━━━━━ Excerpted passage ━━━━━

Here I am:
This female kestrel has been in Terry’s aviary for a few weeks for a little R and R after being rescued from being wedged inside a chimney. She had not broken any bones, but needed some weight and rest. She was cleared for release and preparations were made. She had been found in Clyde, California, and needed to be returned to the same area. Now, I have lived in this area more than twenty-two years, but have never heard of Clyde. Turns out it is out near the Navel Weapons Base in Concord and had less that 700 people at the last census. But the interesting thing is (perk-up, Lois), it was built as a company town and designed in 1917 by Bernard Maybeck. If you are at all interested in architecture and live near San Francisco and Berkeley, you know Bernard Maybeck’s work. From the Palace of Fine Arts in San Francisco to churches and residences in Berkeley, plus buildings on the CAL campus, Maybeck influenced the Arts and Crafts architectural history of California. It seemed like an excellent idea for me to go on the “release of the bird” trip and see if there was anything remaining of the Maybeck town.
The short answer is not much, no hotel, but still a central core of houses that look liked they had been around awhile.
This is the house showing the chimney where the kestrel was found:
A nice cut in the road offered access to nearby trees so the kestrel carrier was removed from the car and the bird readied for the big moment. (Please bear in mind that I do not have a large enough camera with long enough lense to capture flying birds, so what ever pictures I take are when they are confined in the aviary or being held and even then they are moving so fast that my focus mostly can’t keep up with them). Some shots:
After one last shriek, she was gone. She was known as fiesty by the staff of the Lindsay Wildlife Hospital) and we came home with a little tug in our hearts because a release and a chance for survival always rededicates us to the effort. Now we know where Clyde is.

━━━━━ Material supplied ━━━━━

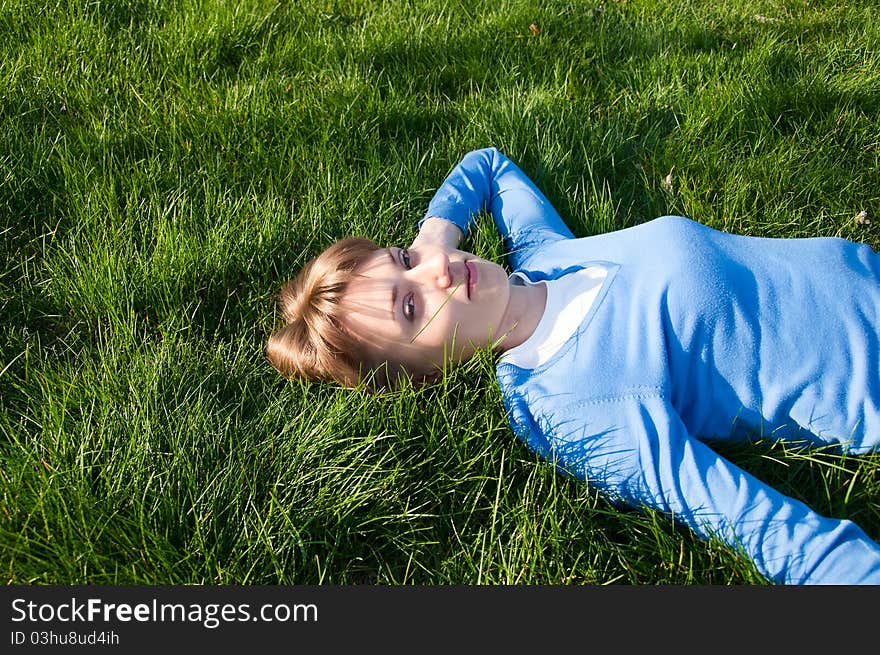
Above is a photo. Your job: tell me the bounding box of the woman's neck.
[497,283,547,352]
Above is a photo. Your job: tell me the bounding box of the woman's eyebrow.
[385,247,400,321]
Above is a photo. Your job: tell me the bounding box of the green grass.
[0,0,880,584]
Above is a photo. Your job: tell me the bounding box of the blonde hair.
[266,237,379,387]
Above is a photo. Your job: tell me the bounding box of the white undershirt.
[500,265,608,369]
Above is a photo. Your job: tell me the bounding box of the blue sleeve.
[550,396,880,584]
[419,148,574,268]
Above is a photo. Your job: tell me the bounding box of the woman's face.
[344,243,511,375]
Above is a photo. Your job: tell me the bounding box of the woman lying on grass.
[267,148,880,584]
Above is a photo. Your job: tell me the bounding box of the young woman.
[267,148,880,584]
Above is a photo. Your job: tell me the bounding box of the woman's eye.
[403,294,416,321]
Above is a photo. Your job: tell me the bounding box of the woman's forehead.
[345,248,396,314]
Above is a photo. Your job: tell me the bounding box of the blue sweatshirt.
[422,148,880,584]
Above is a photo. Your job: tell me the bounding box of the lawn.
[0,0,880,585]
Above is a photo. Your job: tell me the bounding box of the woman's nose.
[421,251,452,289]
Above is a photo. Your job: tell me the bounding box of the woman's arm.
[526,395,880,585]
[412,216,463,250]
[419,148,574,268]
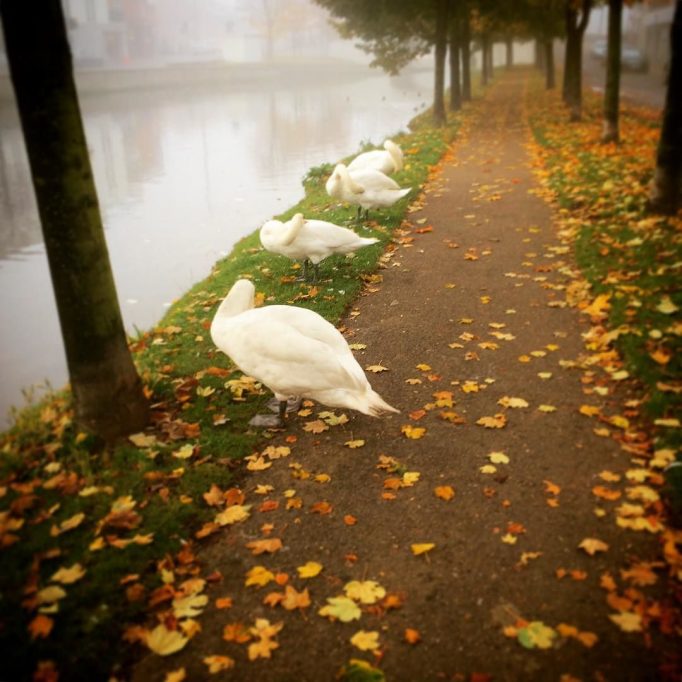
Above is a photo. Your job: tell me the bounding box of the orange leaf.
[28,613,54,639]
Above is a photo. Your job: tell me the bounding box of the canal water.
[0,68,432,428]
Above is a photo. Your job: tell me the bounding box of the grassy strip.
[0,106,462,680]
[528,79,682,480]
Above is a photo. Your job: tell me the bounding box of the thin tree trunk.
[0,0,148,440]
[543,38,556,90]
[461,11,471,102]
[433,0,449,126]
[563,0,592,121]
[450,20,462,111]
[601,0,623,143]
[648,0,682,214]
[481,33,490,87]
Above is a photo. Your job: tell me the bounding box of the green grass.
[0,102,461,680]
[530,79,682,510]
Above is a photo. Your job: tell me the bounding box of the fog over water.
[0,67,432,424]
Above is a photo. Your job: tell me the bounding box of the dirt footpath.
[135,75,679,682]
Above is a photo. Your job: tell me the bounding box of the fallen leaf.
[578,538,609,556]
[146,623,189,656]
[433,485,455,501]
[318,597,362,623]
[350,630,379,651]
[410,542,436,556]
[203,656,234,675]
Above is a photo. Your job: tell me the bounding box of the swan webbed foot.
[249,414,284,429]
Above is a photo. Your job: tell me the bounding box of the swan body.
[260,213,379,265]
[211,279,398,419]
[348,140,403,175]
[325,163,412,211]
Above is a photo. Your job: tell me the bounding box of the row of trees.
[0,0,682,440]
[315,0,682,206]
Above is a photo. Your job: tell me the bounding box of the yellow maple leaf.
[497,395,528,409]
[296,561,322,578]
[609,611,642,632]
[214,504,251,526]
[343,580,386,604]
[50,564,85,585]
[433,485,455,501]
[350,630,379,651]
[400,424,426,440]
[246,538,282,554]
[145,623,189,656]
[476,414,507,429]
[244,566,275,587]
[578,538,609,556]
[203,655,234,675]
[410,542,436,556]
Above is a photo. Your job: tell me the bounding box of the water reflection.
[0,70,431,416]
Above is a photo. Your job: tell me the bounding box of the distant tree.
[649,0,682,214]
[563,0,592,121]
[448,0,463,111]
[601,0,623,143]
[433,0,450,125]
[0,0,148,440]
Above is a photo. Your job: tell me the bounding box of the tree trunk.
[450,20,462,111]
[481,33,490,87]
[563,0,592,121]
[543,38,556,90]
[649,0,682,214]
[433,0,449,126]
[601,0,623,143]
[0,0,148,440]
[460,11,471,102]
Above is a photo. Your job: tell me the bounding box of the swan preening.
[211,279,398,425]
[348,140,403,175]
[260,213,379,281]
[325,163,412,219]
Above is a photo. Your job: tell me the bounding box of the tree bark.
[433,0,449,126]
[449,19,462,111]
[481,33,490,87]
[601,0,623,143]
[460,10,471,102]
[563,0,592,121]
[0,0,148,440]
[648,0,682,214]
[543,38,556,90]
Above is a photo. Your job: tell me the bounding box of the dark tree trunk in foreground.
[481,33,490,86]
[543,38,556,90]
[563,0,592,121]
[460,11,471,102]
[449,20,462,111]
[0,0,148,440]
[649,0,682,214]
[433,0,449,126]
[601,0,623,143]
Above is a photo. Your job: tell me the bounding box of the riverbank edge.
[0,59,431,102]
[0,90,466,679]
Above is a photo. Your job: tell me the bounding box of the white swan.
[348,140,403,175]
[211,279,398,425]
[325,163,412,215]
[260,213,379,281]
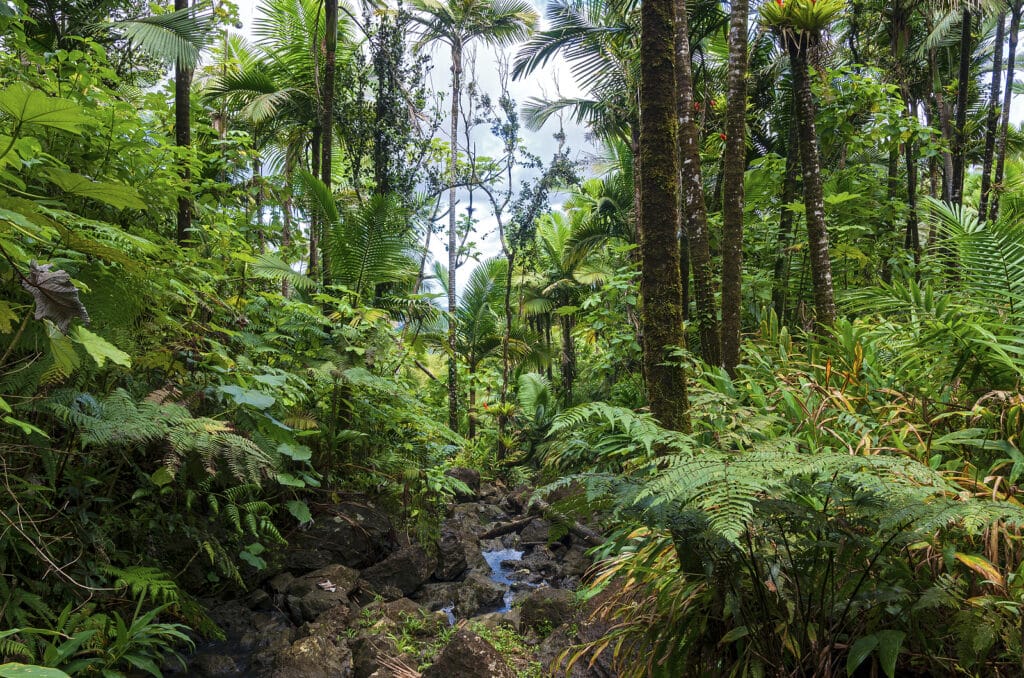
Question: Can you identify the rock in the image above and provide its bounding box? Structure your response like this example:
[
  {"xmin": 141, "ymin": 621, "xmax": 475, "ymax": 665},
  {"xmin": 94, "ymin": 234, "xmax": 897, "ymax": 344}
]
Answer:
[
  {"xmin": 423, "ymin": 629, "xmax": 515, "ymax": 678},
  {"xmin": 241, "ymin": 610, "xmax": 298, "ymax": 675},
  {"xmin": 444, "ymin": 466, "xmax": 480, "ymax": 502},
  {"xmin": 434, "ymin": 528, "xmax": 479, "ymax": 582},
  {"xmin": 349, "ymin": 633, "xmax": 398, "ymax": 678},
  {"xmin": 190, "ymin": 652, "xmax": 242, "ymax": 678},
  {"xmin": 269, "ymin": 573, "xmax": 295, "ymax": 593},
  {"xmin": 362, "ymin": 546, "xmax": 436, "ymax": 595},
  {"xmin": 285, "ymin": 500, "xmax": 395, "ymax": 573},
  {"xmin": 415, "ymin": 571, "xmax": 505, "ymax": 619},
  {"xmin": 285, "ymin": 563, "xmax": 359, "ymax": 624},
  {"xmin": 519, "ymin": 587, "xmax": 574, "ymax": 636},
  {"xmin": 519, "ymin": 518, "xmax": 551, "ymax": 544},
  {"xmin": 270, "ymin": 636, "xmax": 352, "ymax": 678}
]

━━━━━
━━━━━ Material supplied ━━━━━

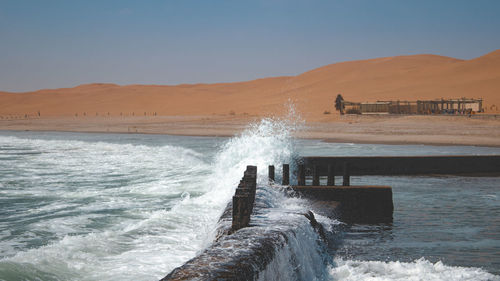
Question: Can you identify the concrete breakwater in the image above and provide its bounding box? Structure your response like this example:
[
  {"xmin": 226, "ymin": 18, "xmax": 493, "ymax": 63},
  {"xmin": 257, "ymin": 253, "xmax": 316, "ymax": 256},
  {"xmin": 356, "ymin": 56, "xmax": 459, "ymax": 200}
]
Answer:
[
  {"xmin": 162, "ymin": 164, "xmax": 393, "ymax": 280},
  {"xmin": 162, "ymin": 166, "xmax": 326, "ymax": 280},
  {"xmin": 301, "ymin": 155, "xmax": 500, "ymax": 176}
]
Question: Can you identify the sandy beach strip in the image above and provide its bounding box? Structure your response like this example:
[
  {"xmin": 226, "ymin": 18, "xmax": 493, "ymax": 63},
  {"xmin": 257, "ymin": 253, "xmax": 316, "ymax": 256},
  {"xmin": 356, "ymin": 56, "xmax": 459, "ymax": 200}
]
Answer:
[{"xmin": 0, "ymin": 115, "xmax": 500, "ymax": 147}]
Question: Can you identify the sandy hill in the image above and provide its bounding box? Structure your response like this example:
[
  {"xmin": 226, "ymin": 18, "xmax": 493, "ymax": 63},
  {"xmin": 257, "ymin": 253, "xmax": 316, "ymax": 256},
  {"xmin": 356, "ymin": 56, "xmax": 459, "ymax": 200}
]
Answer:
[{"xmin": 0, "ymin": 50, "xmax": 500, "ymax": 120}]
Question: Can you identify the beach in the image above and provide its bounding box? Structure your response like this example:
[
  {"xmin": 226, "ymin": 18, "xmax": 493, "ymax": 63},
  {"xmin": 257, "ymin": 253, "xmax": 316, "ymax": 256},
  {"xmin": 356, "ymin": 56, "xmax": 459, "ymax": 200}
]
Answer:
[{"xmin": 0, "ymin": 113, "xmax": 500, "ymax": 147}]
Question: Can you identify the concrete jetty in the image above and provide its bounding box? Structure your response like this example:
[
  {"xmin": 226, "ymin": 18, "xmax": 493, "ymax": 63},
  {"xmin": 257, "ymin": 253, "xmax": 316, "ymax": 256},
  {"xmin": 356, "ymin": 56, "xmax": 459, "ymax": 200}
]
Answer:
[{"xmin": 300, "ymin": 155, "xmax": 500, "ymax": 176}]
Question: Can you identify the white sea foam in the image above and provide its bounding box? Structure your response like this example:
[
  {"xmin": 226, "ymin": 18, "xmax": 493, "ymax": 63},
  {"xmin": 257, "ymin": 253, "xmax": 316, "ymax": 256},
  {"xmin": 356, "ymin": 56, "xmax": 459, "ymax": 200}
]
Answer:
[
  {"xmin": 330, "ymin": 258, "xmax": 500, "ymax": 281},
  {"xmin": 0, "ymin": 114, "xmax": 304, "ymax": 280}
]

━━━━━

▶ [What the task asks]:
According to the kestrel release post, who designed the company town of Clyde, California, and in what year? The items have no connection to the text.

▶ [Written solution]:
Bernard Maybeck designed it in 1917.